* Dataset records
• • • •
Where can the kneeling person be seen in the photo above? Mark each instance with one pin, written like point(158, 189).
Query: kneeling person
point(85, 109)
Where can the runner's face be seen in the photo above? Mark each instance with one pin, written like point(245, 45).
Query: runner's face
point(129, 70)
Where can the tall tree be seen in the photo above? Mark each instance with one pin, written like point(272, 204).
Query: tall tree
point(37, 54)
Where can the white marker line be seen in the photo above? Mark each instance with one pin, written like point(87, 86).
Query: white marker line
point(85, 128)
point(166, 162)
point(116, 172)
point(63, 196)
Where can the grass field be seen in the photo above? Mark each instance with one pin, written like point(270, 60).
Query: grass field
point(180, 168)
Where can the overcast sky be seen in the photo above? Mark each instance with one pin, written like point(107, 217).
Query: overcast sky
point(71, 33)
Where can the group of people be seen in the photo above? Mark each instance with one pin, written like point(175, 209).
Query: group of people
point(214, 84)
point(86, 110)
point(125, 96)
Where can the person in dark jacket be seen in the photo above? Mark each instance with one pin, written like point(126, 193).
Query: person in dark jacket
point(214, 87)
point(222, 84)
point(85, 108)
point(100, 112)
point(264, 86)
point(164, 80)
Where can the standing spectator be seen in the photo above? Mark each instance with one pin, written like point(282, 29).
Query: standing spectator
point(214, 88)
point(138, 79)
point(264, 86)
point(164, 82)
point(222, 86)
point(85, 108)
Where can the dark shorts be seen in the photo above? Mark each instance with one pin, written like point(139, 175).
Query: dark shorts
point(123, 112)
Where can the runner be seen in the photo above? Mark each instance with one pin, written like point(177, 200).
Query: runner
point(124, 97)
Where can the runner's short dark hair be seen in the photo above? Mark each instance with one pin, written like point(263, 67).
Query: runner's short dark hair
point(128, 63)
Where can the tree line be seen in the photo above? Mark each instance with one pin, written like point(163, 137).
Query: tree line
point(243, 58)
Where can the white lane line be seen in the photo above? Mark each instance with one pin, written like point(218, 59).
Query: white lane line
• • • •
* DESCRIPTION OF THE TASK
Set down each entry again, unchanged.

* ANSWER BELOW
Where can the kneeling person be seen in the photo above? Mark each instance with one pin, written like point(158, 189).
Query: kneeling person
point(85, 109)
Where can the runner's face be seen in the photo above? Mark each instance with one pin, written like point(245, 45).
Query: runner's face
point(129, 70)
Where can the tall tree be seen in the photo above? Mark each instance with one pin, written like point(272, 204).
Query: tall tree
point(37, 54)
Where can the white marker line be seen in the photo above? Mark each instance with one pin, written like point(87, 86).
Query: white marker line
point(85, 128)
point(166, 162)
point(116, 172)
point(63, 196)
Where can the grass field be seen in the photo above? Mark each instance with one pin, written like point(270, 60).
Query: grass field
point(180, 168)
Where can the overcast sky be seen in the photo above? Mark each instance with one pin, written like point(107, 217).
Query: overcast sky
point(71, 33)
Where can the group of people be seen in the photo above? Mark each instance with one pin, written like point(175, 209).
Query: group of people
point(214, 84)
point(86, 110)
point(125, 96)
Where can the person in dark jacket be seen in the photo above? Mark each instance with one pin, written like point(126, 193).
Query: person in dark jacket
point(214, 87)
point(222, 84)
point(85, 108)
point(100, 112)
point(264, 86)
point(164, 80)
Where can the standing spectator be seen in the photo above? Mark each instance with one pin, written like point(282, 29).
Query: standing spectator
point(214, 88)
point(138, 79)
point(264, 86)
point(164, 82)
point(222, 86)
point(85, 108)
Where can the dark shorts be seen in the photo above? Mark each instance with one pin, written like point(139, 175).
Query: dark shorts
point(123, 112)
Where can the runner be seen in the photo above? Mark each instance with one pin, written like point(177, 200).
Query: runner
point(124, 97)
Where can the runner's short dark hair be seen in the photo above? Mark each instance with one pin, written like point(263, 67).
Query: runner's short dark hair
point(128, 63)
Where can the tree line be seen in the photo above? Mark each instance with one pin, written like point(163, 137).
Query: tree line
point(243, 58)
Where can the white lane line be seen in the photo above? Mark each instance with one pin, written like point(218, 59).
Query: white lane line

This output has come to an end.